* **RECORDS FOR PROCESSING**:
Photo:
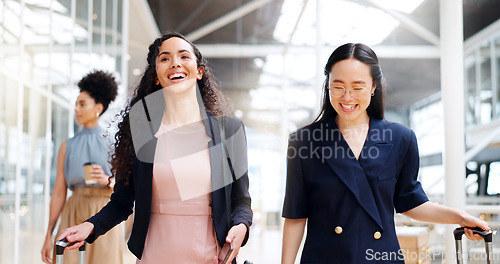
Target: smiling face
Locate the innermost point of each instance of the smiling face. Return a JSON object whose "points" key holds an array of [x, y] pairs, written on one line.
{"points": [[176, 65], [86, 109], [354, 77]]}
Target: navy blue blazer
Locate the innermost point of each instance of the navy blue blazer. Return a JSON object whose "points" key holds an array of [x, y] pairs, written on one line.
{"points": [[139, 190], [350, 203]]}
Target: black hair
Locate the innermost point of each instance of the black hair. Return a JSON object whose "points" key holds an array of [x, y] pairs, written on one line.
{"points": [[101, 86], [362, 53]]}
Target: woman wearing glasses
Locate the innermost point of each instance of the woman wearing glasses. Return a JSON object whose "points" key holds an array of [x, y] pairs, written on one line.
{"points": [[350, 169]]}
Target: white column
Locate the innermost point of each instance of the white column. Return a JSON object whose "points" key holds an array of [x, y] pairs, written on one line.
{"points": [[452, 87]]}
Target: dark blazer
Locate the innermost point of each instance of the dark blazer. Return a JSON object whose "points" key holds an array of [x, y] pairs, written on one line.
{"points": [[350, 203], [140, 188]]}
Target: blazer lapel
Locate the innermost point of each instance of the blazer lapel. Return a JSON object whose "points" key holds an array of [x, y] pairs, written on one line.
{"points": [[376, 149], [348, 169]]}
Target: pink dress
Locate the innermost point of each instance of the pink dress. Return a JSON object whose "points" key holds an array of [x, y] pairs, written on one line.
{"points": [[181, 227]]}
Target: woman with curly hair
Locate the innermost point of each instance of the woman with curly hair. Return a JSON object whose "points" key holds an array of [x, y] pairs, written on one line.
{"points": [[97, 90], [169, 162]]}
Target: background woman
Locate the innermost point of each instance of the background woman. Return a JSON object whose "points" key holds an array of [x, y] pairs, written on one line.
{"points": [[173, 176], [368, 168], [97, 90]]}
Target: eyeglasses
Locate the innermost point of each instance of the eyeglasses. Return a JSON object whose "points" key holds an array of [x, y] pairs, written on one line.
{"points": [[339, 91]]}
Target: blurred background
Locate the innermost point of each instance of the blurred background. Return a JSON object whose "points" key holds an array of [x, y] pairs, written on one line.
{"points": [[268, 56]]}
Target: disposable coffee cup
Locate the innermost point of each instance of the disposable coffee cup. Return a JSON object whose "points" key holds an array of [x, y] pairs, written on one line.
{"points": [[87, 169]]}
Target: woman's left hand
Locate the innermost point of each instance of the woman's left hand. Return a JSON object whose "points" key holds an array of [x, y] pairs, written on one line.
{"points": [[235, 237], [98, 174], [472, 221]]}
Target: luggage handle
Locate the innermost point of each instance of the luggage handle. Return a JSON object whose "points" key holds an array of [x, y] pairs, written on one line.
{"points": [[487, 235], [62, 244]]}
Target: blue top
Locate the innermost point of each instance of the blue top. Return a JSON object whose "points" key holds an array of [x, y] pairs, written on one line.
{"points": [[89, 145], [350, 203]]}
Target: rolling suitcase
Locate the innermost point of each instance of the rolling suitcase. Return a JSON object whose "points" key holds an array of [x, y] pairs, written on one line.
{"points": [[488, 239], [61, 246]]}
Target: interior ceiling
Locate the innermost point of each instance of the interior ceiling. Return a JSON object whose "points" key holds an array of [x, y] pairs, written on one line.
{"points": [[408, 80]]}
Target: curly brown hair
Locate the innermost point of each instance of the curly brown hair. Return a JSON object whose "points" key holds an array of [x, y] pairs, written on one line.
{"points": [[122, 159], [101, 86]]}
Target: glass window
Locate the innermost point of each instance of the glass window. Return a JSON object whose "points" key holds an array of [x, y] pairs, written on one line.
{"points": [[8, 159], [470, 97], [494, 179], [486, 93], [497, 73]]}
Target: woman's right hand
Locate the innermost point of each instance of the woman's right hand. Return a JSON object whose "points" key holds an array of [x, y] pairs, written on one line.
{"points": [[77, 233], [47, 250]]}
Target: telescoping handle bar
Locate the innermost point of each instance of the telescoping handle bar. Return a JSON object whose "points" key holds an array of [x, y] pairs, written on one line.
{"points": [[62, 244], [487, 236]]}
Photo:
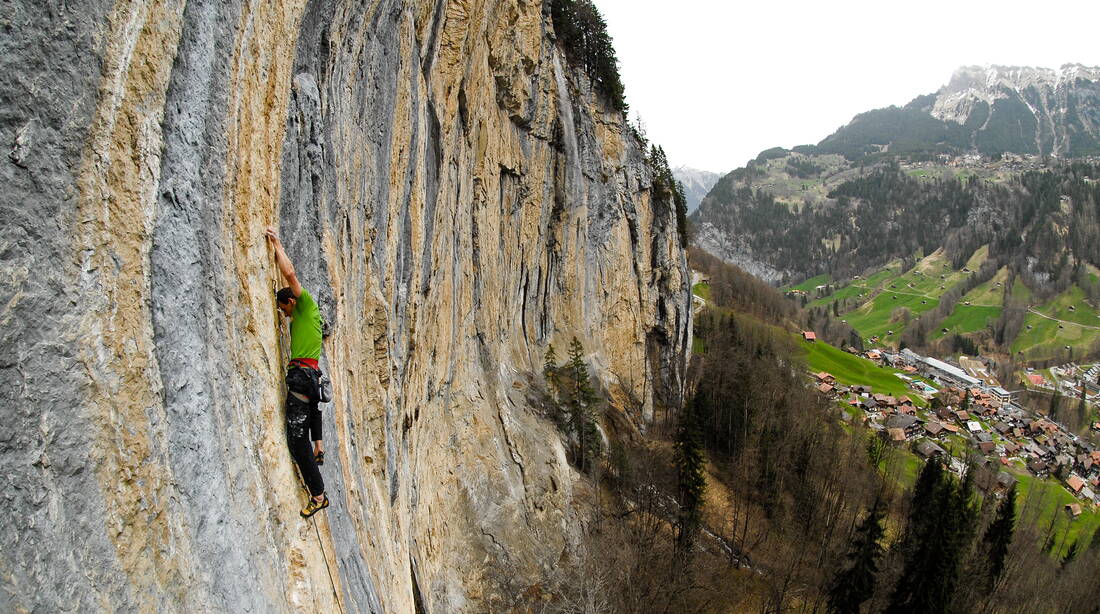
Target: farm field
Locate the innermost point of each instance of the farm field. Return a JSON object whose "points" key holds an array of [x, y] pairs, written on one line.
{"points": [[849, 369], [1042, 337]]}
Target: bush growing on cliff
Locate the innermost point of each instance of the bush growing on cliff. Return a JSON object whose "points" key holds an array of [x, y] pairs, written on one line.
{"points": [[668, 190], [583, 35], [576, 403]]}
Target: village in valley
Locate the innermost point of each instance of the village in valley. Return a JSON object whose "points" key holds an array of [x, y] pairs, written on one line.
{"points": [[971, 420]]}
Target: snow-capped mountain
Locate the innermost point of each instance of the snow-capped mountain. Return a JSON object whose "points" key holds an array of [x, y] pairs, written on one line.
{"points": [[696, 184]]}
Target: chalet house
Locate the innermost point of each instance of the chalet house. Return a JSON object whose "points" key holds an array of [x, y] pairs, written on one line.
{"points": [[910, 425], [1001, 395], [1038, 468], [928, 449]]}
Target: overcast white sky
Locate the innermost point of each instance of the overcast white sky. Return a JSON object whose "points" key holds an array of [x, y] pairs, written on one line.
{"points": [[717, 81]]}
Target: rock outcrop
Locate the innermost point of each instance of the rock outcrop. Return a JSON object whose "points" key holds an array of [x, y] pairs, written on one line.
{"points": [[451, 192]]}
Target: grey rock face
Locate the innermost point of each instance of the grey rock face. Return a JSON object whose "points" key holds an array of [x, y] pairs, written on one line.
{"points": [[452, 194]]}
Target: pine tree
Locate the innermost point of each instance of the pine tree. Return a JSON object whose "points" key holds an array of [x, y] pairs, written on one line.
{"points": [[999, 536], [581, 405], [550, 364], [856, 583], [936, 538], [691, 475], [1070, 555]]}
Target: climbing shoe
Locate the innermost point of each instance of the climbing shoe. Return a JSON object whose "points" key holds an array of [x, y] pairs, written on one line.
{"points": [[314, 506]]}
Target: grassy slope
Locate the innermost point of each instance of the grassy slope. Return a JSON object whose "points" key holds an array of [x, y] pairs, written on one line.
{"points": [[812, 283], [1044, 337], [849, 369], [1042, 502], [919, 289]]}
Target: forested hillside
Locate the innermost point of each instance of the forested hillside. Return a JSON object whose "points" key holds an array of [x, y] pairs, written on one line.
{"points": [[828, 515]]}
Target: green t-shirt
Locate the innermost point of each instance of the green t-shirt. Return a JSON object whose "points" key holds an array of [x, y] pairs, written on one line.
{"points": [[306, 328]]}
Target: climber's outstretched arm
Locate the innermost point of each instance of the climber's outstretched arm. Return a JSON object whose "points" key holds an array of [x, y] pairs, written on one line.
{"points": [[284, 263]]}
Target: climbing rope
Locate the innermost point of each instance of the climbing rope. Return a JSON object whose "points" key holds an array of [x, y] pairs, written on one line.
{"points": [[285, 359]]}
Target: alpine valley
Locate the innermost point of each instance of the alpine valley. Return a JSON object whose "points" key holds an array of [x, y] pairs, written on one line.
{"points": [[967, 218]]}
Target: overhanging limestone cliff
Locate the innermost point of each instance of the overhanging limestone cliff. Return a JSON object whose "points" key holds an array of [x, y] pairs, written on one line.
{"points": [[451, 192]]}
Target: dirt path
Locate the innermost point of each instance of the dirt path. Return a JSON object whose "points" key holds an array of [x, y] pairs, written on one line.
{"points": [[1031, 310]]}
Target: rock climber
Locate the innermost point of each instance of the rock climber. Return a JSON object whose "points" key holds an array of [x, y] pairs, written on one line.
{"points": [[303, 377]]}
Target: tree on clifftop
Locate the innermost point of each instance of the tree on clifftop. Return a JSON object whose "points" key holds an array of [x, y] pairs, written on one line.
{"points": [[581, 408], [691, 474], [856, 583], [587, 45]]}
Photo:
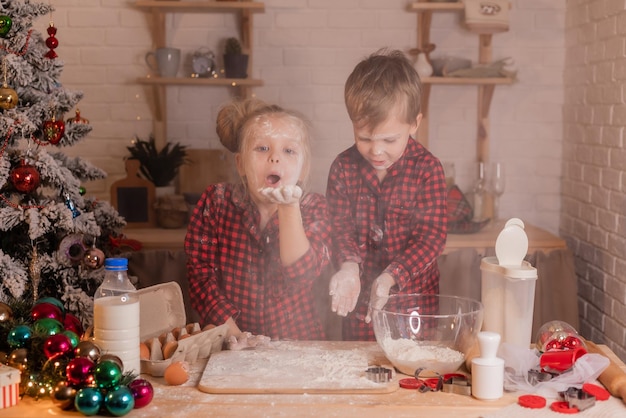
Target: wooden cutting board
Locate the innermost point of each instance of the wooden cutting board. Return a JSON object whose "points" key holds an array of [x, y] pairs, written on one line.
{"points": [[296, 367]]}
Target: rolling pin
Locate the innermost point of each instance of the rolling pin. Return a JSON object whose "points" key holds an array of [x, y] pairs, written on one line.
{"points": [[613, 377]]}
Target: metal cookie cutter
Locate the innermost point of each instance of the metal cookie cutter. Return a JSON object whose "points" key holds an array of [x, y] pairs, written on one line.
{"points": [[433, 383], [578, 398], [538, 376], [457, 383], [379, 374]]}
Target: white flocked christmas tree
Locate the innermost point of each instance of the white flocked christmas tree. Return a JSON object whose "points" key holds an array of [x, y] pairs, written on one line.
{"points": [[53, 237]]}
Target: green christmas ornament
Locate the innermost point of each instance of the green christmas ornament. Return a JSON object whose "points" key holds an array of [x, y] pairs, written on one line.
{"points": [[48, 326], [18, 359], [74, 338], [19, 336], [5, 25], [119, 401], [63, 395], [88, 401], [107, 374]]}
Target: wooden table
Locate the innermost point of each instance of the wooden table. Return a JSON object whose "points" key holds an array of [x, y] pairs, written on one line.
{"points": [[484, 240], [188, 401]]}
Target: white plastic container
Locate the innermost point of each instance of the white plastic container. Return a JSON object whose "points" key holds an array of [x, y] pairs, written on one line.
{"points": [[488, 369], [508, 295], [508, 291], [162, 309]]}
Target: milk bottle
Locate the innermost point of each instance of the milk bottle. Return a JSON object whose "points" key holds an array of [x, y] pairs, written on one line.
{"points": [[116, 315]]}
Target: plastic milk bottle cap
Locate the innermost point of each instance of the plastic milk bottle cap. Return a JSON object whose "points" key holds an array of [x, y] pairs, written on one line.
{"points": [[488, 370], [512, 244]]}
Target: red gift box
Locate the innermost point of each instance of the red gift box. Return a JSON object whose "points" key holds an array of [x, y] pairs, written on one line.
{"points": [[9, 382]]}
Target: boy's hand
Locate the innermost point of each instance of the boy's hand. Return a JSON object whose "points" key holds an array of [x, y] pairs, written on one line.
{"points": [[283, 195], [345, 286], [379, 294]]}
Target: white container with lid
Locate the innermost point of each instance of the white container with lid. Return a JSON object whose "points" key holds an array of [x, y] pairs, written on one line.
{"points": [[488, 370], [508, 287]]}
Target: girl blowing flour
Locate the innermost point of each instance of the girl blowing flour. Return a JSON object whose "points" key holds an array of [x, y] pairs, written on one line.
{"points": [[255, 249]]}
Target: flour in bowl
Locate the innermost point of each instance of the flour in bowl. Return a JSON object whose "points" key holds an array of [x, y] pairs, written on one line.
{"points": [[407, 356]]}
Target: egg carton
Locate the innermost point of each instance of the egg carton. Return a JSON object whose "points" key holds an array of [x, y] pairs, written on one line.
{"points": [[162, 310]]}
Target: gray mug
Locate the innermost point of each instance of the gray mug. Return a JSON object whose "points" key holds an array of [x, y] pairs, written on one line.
{"points": [[164, 61]]}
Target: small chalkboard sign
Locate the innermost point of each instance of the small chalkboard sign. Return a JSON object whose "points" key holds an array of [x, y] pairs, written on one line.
{"points": [[133, 198]]}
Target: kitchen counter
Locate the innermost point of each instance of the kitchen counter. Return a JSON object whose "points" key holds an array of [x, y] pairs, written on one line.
{"points": [[188, 401]]}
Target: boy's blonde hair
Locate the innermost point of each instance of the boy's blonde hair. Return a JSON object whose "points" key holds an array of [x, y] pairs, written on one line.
{"points": [[378, 84], [238, 120]]}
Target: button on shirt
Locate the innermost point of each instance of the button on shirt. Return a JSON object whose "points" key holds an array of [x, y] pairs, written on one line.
{"points": [[396, 226], [234, 268]]}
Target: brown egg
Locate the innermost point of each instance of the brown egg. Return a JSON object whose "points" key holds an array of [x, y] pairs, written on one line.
{"points": [[169, 349], [144, 351], [176, 332], [177, 373]]}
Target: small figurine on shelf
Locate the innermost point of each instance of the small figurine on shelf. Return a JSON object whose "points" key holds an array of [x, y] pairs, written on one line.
{"points": [[235, 61], [422, 61]]}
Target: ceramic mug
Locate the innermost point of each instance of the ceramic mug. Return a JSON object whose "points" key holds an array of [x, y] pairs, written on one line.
{"points": [[165, 61]]}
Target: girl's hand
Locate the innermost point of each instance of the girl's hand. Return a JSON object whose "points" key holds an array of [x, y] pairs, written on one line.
{"points": [[344, 289], [379, 294], [283, 195]]}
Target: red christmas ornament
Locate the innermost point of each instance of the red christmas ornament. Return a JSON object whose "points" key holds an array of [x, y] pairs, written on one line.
{"points": [[142, 391], [53, 130], [58, 344], [94, 258], [46, 310], [25, 178], [72, 323], [52, 42], [79, 371]]}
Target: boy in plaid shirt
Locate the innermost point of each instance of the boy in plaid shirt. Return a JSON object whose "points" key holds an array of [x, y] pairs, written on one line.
{"points": [[386, 195], [255, 249]]}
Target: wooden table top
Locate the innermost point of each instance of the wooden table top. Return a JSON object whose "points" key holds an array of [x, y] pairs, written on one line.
{"points": [[538, 239], [188, 401]]}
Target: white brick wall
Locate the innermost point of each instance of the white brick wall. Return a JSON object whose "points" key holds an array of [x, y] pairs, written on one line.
{"points": [[594, 165], [304, 50]]}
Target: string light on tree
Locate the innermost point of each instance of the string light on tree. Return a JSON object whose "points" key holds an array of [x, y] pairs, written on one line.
{"points": [[8, 96], [5, 25]]}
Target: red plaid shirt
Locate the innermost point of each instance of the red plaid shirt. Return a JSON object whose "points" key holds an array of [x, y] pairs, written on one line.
{"points": [[397, 226], [234, 268]]}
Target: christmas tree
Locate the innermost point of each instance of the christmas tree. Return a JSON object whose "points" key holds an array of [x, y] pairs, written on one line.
{"points": [[53, 238]]}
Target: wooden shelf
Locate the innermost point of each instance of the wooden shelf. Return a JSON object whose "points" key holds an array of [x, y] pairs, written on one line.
{"points": [[191, 81], [486, 86], [433, 7], [200, 6], [158, 10], [466, 80]]}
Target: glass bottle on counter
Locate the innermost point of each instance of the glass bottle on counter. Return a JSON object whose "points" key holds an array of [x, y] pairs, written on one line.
{"points": [[116, 315], [480, 189]]}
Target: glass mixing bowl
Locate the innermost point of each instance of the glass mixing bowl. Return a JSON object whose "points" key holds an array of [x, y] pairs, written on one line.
{"points": [[430, 332]]}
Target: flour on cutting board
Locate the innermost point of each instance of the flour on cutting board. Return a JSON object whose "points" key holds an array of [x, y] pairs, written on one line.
{"points": [[288, 367]]}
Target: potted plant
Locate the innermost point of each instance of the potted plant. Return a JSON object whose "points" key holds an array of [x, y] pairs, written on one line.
{"points": [[235, 61], [159, 167]]}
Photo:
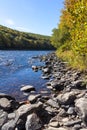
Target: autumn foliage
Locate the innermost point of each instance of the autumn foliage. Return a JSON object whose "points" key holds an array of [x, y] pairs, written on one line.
{"points": [[70, 37]]}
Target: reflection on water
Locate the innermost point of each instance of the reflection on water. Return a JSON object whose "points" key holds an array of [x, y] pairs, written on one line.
{"points": [[15, 71]]}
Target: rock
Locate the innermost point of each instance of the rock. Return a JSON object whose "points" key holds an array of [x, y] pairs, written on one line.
{"points": [[62, 113], [8, 105], [46, 70], [66, 98], [35, 68], [81, 106], [11, 116], [5, 103], [3, 95], [57, 86], [54, 124], [71, 111], [52, 103], [27, 88], [84, 129], [33, 98], [45, 76], [60, 128], [10, 125], [80, 84], [33, 122], [72, 123], [77, 127], [28, 109], [3, 117]]}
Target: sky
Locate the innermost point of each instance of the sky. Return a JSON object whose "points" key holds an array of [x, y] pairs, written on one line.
{"points": [[35, 16]]}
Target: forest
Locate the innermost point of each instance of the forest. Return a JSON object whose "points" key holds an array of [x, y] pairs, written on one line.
{"points": [[70, 36], [15, 40]]}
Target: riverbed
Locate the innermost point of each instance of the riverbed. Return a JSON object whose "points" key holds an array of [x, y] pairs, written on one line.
{"points": [[16, 71]]}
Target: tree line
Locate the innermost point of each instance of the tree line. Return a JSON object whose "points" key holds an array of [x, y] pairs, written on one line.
{"points": [[13, 39], [70, 36]]}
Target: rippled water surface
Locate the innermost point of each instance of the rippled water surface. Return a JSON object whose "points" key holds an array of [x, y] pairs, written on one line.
{"points": [[15, 71]]}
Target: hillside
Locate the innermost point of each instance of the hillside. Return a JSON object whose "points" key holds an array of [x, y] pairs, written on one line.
{"points": [[16, 40]]}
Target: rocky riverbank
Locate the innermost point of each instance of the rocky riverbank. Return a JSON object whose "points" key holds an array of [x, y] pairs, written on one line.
{"points": [[65, 108]]}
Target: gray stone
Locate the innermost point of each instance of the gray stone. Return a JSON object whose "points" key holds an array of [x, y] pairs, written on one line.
{"points": [[33, 122], [52, 103], [54, 124], [27, 88], [3, 95], [35, 68], [60, 128], [71, 111], [5, 103], [81, 106], [77, 127], [62, 113], [66, 98], [10, 125], [80, 84], [28, 109], [3, 117], [33, 98], [11, 116], [72, 123]]}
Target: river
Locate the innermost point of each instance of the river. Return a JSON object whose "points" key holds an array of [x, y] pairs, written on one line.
{"points": [[16, 70]]}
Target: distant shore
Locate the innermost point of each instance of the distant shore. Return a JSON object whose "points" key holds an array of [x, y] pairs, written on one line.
{"points": [[63, 109]]}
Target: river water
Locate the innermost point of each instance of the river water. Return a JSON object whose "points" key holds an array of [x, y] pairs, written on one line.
{"points": [[16, 70]]}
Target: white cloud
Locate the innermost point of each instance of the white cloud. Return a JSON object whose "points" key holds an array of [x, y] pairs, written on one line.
{"points": [[9, 22]]}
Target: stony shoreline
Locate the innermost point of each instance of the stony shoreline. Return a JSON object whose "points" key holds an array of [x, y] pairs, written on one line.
{"points": [[65, 108]]}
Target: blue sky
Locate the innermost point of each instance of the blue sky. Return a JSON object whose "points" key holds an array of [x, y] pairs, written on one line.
{"points": [[36, 16]]}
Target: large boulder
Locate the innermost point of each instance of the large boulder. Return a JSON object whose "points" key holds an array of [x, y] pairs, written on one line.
{"points": [[10, 125], [28, 109], [3, 117], [53, 103], [66, 98], [7, 104], [33, 98], [3, 95], [81, 107], [33, 122], [27, 88]]}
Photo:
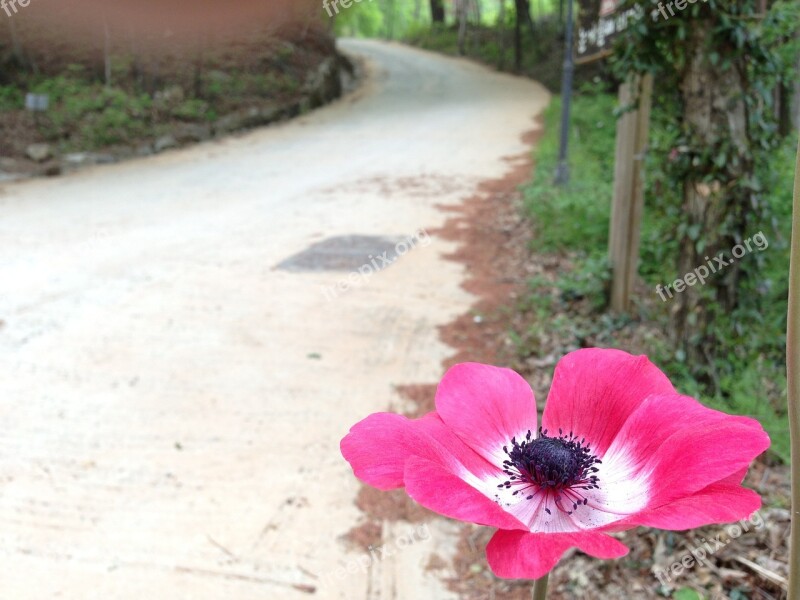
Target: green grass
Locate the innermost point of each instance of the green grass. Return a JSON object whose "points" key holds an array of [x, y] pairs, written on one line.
{"points": [[574, 221]]}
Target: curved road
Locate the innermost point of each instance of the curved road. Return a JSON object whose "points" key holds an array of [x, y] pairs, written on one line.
{"points": [[171, 402]]}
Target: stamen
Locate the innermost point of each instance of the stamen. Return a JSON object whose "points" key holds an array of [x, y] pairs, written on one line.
{"points": [[554, 466]]}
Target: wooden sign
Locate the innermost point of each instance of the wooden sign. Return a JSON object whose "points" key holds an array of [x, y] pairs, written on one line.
{"points": [[599, 22]]}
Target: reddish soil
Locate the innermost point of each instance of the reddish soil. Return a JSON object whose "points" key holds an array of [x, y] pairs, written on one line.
{"points": [[495, 244]]}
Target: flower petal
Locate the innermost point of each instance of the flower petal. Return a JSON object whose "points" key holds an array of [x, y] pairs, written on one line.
{"points": [[652, 424], [718, 503], [378, 447], [448, 494], [520, 555], [695, 458], [486, 406], [595, 390]]}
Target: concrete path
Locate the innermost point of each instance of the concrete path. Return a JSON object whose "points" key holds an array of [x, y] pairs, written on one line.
{"points": [[171, 403]]}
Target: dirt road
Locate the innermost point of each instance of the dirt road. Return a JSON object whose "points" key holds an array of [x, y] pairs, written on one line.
{"points": [[171, 402]]}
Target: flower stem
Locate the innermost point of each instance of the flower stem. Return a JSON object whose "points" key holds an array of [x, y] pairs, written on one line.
{"points": [[540, 588], [793, 384]]}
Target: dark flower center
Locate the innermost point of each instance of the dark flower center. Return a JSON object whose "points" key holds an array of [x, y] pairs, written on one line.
{"points": [[554, 466]]}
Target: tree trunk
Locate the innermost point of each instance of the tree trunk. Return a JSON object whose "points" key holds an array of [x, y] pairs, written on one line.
{"points": [[524, 11], [517, 38], [716, 216], [437, 11], [501, 32], [461, 15]]}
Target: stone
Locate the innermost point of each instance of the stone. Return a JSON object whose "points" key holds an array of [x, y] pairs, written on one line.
{"points": [[192, 132], [39, 152]]}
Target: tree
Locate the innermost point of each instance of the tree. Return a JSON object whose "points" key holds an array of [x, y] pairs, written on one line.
{"points": [[437, 11], [716, 69]]}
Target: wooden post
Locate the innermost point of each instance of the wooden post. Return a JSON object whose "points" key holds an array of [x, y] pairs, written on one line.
{"points": [[628, 203]]}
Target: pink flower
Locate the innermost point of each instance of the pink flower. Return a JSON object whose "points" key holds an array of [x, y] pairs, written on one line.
{"points": [[618, 447]]}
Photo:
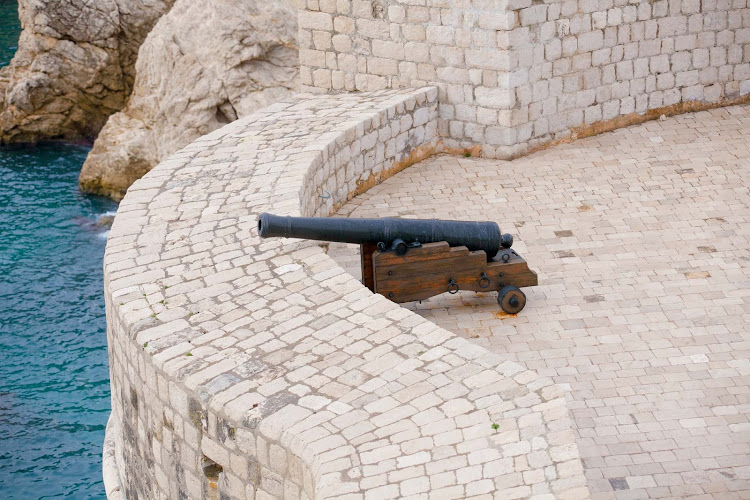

* **THE TASK**:
Starting at the line that contains "Target: large boulder" and ending after the line that contains "Locate the innermost point of each instance of the large", reproduce those listing lines with "boulder" swapped for "rock" and nothing else altered.

* **COMPLETED TASK**:
Target: large rock
Locate the innermost point of each instance of the large rock. Return a JSON object whose "points" key holds an array of [x, y] pairs, written on one line.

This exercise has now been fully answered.